• _ACTION ITEM_
Find "208L377 211L382 209V190L373" and "425L385 457H422L427 444L419" in the records below. Copy the lines holding them and every line between, exactly, and no others.

• _INPUT DATA_
┏━━

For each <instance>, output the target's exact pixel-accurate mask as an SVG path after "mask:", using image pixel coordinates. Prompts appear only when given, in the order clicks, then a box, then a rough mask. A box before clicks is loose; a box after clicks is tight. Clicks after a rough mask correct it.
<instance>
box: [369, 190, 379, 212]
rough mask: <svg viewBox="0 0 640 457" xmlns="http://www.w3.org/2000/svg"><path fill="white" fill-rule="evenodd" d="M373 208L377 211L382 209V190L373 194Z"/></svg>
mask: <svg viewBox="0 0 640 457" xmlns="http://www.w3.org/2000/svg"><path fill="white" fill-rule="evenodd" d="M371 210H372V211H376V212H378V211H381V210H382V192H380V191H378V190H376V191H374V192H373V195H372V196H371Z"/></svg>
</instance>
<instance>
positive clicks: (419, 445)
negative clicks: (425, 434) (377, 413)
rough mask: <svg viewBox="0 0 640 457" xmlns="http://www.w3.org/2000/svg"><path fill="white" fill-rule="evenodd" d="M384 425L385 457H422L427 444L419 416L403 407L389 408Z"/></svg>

┗━━
┏━━

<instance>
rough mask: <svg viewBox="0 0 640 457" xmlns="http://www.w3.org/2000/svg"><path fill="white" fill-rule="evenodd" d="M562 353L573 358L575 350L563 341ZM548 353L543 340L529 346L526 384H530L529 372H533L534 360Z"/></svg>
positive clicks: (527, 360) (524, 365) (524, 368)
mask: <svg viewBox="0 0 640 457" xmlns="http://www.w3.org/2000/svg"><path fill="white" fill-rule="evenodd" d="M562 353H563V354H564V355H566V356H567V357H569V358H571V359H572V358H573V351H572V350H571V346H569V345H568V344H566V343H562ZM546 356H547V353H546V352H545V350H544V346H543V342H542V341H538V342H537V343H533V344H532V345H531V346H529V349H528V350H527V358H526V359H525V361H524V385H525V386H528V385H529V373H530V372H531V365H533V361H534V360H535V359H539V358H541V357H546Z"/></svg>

┗━━
┏━━

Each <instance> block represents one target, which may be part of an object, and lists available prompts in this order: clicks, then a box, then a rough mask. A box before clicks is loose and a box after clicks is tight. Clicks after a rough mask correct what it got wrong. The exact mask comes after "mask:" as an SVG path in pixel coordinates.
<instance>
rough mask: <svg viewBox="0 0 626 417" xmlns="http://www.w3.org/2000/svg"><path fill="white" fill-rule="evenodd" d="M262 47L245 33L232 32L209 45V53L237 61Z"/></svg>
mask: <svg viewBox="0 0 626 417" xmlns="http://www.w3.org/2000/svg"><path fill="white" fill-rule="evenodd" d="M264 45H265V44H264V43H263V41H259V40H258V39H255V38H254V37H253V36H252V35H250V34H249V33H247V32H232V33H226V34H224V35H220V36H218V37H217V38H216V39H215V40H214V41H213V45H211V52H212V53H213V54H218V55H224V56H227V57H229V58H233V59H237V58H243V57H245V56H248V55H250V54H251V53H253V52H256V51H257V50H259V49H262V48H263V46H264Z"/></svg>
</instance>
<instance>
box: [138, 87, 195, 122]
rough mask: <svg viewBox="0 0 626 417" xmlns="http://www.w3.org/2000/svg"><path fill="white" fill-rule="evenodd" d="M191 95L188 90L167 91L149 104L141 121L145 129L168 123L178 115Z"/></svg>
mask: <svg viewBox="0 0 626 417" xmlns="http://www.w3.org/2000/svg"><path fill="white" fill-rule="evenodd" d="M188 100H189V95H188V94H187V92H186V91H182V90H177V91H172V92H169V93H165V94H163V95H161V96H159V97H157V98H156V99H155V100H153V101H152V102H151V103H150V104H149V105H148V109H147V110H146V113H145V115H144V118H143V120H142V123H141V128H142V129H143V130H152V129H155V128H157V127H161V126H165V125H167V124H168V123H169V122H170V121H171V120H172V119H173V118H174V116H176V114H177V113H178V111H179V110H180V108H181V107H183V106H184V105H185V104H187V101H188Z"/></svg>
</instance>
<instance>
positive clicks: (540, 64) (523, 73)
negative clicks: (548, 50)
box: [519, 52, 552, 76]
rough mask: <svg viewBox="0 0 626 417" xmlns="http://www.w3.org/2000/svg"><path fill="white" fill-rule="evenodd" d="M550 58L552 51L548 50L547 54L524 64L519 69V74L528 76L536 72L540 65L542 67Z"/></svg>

┗━━

• _RESULT FOR THIS EXERCISE_
rough mask: <svg viewBox="0 0 640 457" xmlns="http://www.w3.org/2000/svg"><path fill="white" fill-rule="evenodd" d="M373 208L377 211L382 209V190L373 194Z"/></svg>
mask: <svg viewBox="0 0 640 457" xmlns="http://www.w3.org/2000/svg"><path fill="white" fill-rule="evenodd" d="M371 210H372V211H376V212H378V211H381V210H382V192H380V191H378V190H376V191H374V192H373V195H372V196H371Z"/></svg>
</instance>
<instance>
positive clicks: (419, 445)
negative clicks: (425, 434) (377, 413)
rough mask: <svg viewBox="0 0 640 457" xmlns="http://www.w3.org/2000/svg"><path fill="white" fill-rule="evenodd" d="M384 425L385 457H422L427 444L419 416L403 407L389 408Z"/></svg>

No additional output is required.